Entradas →
◇ ◇ ◇ ◇ ◇

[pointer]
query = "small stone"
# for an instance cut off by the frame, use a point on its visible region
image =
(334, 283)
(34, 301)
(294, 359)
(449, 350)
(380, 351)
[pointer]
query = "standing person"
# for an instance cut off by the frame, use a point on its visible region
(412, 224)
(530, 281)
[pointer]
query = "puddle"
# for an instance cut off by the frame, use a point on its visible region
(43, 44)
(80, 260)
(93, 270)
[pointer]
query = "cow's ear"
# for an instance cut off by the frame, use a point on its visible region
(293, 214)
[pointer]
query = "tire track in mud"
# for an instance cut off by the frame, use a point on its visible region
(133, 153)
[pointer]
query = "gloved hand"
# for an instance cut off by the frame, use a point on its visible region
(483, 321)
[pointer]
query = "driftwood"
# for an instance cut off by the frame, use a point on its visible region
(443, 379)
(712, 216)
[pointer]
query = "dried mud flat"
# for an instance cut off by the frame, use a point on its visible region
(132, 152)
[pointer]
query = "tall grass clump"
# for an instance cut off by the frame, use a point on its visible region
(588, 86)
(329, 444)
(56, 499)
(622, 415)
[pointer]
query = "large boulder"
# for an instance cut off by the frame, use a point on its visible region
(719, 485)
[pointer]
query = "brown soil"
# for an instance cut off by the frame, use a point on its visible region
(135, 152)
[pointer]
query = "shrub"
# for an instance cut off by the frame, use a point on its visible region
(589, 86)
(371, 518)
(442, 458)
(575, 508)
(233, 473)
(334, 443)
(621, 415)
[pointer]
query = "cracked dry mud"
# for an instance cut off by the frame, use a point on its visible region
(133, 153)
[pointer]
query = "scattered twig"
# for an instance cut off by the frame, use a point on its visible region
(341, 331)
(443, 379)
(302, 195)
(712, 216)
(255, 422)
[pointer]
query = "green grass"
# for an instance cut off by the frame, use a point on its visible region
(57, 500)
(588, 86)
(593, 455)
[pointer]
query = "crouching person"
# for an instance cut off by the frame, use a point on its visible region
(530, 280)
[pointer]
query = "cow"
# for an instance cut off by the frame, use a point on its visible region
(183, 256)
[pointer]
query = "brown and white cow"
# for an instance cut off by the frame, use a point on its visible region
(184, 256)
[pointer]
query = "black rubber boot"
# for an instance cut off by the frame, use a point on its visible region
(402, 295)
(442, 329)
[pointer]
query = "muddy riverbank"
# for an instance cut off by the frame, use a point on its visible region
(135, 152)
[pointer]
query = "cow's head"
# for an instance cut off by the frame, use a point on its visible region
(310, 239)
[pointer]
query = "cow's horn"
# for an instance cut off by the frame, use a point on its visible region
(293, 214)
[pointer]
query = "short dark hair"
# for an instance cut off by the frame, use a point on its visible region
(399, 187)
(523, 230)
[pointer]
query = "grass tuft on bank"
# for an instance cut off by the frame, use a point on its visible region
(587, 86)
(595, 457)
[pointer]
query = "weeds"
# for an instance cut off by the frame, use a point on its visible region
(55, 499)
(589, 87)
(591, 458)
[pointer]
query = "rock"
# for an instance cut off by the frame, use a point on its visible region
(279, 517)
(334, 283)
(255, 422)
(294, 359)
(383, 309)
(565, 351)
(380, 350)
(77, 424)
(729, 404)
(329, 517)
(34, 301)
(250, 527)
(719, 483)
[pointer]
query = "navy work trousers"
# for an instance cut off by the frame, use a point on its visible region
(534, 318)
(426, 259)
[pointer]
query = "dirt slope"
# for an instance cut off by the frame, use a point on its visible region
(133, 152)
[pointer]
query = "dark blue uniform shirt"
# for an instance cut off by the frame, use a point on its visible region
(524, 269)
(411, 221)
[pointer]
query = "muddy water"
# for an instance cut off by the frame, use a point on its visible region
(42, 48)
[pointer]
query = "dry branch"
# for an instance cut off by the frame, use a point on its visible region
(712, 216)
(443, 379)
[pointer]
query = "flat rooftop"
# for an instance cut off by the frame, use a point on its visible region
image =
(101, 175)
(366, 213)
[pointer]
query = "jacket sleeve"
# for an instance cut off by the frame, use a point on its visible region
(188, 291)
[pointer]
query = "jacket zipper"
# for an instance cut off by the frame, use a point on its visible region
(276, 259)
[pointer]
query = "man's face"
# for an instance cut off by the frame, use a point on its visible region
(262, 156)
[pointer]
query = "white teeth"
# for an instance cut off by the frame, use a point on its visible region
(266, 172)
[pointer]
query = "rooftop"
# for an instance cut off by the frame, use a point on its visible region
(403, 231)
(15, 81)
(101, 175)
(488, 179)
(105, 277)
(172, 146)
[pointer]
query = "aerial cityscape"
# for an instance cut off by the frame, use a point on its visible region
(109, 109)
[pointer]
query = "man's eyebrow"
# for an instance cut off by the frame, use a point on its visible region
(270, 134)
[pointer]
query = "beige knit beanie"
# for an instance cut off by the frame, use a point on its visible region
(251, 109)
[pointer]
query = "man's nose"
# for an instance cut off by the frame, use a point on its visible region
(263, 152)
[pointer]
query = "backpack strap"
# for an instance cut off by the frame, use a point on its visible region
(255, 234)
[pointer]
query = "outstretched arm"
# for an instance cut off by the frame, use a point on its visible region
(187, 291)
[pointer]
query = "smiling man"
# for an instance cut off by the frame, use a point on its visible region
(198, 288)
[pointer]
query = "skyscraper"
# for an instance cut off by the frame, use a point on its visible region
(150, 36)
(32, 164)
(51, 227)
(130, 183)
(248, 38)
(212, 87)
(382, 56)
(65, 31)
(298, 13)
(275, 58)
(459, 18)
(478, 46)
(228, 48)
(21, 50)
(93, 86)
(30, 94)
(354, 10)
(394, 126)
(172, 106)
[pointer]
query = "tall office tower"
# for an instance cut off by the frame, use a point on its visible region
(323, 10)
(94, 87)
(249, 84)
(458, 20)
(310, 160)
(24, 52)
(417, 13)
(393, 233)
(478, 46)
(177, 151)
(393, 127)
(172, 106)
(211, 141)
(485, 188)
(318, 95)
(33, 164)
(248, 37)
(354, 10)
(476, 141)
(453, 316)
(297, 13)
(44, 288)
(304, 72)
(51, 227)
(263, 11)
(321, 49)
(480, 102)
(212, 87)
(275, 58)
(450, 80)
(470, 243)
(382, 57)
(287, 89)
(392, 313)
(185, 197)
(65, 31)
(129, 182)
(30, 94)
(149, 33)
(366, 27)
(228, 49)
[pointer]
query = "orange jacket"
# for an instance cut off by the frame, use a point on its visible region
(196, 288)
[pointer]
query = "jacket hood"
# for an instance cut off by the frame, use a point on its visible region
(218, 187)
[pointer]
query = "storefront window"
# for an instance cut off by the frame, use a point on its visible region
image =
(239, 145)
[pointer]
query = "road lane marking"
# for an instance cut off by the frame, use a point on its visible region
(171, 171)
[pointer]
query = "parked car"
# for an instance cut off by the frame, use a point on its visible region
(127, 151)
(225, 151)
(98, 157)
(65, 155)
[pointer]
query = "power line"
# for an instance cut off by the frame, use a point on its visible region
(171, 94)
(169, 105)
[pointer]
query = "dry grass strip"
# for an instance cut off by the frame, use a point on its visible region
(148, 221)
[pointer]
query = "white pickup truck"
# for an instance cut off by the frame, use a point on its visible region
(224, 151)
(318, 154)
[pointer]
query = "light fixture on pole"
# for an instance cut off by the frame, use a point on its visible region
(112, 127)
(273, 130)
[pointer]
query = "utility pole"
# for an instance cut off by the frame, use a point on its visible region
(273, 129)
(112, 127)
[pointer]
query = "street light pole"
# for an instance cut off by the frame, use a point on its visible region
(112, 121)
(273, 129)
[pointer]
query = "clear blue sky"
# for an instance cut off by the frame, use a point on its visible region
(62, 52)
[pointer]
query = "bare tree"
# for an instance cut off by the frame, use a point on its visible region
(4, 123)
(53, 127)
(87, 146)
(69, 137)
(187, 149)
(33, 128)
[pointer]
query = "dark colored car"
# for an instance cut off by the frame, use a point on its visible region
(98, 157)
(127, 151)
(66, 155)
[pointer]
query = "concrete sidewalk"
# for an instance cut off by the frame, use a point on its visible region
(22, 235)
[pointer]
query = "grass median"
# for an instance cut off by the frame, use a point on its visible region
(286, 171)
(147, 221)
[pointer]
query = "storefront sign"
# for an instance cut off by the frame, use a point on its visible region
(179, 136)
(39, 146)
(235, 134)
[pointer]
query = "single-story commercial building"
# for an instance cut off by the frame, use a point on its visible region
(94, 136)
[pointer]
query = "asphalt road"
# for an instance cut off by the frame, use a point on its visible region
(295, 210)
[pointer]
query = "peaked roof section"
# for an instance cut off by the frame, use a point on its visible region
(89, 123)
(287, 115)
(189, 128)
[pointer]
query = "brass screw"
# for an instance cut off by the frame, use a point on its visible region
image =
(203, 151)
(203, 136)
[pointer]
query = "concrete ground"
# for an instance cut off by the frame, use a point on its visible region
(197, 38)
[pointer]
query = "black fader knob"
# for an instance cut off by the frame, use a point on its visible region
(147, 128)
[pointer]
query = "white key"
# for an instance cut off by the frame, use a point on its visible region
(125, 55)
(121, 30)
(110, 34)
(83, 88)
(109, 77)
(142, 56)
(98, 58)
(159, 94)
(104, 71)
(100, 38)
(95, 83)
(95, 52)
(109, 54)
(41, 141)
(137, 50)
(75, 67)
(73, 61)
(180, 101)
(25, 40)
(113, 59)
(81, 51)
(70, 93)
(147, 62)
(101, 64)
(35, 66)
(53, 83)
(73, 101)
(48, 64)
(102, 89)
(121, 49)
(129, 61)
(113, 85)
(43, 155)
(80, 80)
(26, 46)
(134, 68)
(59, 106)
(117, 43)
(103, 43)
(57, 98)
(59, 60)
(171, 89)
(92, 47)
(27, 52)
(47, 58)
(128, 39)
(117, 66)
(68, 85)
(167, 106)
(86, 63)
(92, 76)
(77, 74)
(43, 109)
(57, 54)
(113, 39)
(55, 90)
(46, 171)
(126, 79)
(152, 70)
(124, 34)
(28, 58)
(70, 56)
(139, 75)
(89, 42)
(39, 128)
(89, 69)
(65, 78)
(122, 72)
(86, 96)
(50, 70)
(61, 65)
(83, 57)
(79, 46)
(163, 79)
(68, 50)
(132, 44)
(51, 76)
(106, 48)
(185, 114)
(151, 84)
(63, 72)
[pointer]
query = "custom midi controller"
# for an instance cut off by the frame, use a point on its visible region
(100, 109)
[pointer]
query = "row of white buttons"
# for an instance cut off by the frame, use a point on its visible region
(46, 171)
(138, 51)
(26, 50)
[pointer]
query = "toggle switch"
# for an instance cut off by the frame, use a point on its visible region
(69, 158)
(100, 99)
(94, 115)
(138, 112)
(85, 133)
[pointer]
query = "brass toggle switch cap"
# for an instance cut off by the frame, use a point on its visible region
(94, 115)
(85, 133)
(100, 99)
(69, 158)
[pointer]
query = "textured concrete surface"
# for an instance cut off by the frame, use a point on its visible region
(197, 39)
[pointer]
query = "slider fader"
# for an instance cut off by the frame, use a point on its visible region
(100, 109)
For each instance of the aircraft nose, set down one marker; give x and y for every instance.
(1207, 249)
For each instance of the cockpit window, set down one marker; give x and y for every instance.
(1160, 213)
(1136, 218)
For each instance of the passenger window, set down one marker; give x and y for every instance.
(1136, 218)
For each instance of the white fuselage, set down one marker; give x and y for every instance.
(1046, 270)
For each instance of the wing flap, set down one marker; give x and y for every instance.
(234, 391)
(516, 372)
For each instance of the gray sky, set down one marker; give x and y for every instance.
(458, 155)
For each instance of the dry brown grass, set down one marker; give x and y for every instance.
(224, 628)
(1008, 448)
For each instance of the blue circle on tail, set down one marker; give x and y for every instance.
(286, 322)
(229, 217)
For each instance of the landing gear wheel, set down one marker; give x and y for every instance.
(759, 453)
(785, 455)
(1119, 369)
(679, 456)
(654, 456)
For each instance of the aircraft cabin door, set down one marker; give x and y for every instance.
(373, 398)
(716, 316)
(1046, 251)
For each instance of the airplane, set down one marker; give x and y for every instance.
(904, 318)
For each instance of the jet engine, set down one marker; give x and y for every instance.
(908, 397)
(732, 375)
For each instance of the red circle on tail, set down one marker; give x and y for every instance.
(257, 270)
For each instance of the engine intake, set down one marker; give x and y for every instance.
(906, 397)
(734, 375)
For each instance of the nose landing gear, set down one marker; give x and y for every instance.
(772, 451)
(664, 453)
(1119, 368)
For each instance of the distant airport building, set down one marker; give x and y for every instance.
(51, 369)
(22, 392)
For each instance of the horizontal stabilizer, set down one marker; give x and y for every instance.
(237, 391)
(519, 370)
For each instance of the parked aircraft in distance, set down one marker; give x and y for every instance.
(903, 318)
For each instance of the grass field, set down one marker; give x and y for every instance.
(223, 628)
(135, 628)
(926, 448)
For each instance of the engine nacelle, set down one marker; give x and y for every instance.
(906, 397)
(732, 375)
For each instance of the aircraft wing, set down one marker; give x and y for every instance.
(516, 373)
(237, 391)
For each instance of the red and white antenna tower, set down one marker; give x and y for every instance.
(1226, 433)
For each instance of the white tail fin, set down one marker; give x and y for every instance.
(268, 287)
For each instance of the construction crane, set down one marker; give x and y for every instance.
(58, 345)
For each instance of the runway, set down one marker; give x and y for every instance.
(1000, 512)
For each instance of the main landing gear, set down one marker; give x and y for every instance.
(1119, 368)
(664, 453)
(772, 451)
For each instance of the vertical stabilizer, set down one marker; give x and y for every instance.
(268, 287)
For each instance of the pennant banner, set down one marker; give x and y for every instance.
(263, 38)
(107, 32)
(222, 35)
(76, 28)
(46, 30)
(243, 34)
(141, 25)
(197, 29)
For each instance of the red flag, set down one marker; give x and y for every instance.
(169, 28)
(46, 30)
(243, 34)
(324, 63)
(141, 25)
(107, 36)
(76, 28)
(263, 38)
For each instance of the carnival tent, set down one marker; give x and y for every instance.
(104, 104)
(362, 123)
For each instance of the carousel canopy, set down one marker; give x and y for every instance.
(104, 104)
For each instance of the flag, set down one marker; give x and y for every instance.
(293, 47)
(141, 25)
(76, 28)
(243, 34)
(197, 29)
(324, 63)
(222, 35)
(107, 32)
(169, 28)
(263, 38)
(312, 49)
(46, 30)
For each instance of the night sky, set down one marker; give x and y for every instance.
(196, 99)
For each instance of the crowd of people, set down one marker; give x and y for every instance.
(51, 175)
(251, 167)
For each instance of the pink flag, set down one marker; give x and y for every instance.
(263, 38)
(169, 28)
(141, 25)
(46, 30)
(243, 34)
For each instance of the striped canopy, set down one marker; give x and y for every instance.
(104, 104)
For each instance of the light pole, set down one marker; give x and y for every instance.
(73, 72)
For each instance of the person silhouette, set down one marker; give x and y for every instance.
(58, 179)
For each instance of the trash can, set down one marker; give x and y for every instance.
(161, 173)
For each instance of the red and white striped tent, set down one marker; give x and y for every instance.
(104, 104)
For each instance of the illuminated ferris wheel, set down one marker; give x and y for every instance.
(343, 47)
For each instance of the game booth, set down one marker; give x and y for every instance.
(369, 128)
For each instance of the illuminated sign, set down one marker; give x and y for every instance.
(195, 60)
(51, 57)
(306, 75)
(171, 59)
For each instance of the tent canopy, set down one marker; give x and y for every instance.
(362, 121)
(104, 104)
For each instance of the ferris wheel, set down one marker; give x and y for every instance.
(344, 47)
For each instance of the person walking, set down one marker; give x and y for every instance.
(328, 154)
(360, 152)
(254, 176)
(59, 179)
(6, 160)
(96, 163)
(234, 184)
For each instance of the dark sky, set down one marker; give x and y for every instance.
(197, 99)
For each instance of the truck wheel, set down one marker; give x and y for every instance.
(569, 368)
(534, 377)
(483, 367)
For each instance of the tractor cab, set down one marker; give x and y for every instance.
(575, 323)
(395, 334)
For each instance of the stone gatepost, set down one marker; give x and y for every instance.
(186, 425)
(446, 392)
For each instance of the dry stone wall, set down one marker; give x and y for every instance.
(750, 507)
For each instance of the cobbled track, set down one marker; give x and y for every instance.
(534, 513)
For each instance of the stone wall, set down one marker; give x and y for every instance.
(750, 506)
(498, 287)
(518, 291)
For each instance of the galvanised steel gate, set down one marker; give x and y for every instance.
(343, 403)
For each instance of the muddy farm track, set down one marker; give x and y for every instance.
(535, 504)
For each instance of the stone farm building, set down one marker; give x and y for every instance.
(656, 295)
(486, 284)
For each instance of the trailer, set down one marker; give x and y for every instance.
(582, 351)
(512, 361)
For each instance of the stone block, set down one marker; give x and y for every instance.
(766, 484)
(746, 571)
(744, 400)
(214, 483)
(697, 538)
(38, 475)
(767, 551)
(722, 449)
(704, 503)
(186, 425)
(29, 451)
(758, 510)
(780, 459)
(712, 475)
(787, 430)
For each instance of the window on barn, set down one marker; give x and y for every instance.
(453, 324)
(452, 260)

◇ ◇ ◇ ◇ ◇

Qué se pide → Da como CSV de dos columnas, texto y respuesta, las líneas que van desde la que contiene "For each instance of the window" hasta el final de las líneas, ambas incluidas. Cada fila debe contener un texto y su respuesta, cada uno en un único campo entre comillas y con los saltos de línea sustituidos por espacios.

Respuesta al problema →
texto,respuesta
"For each instance of the window on barn, set down one marker; give x and y for every instance.","(453, 324) (452, 260)"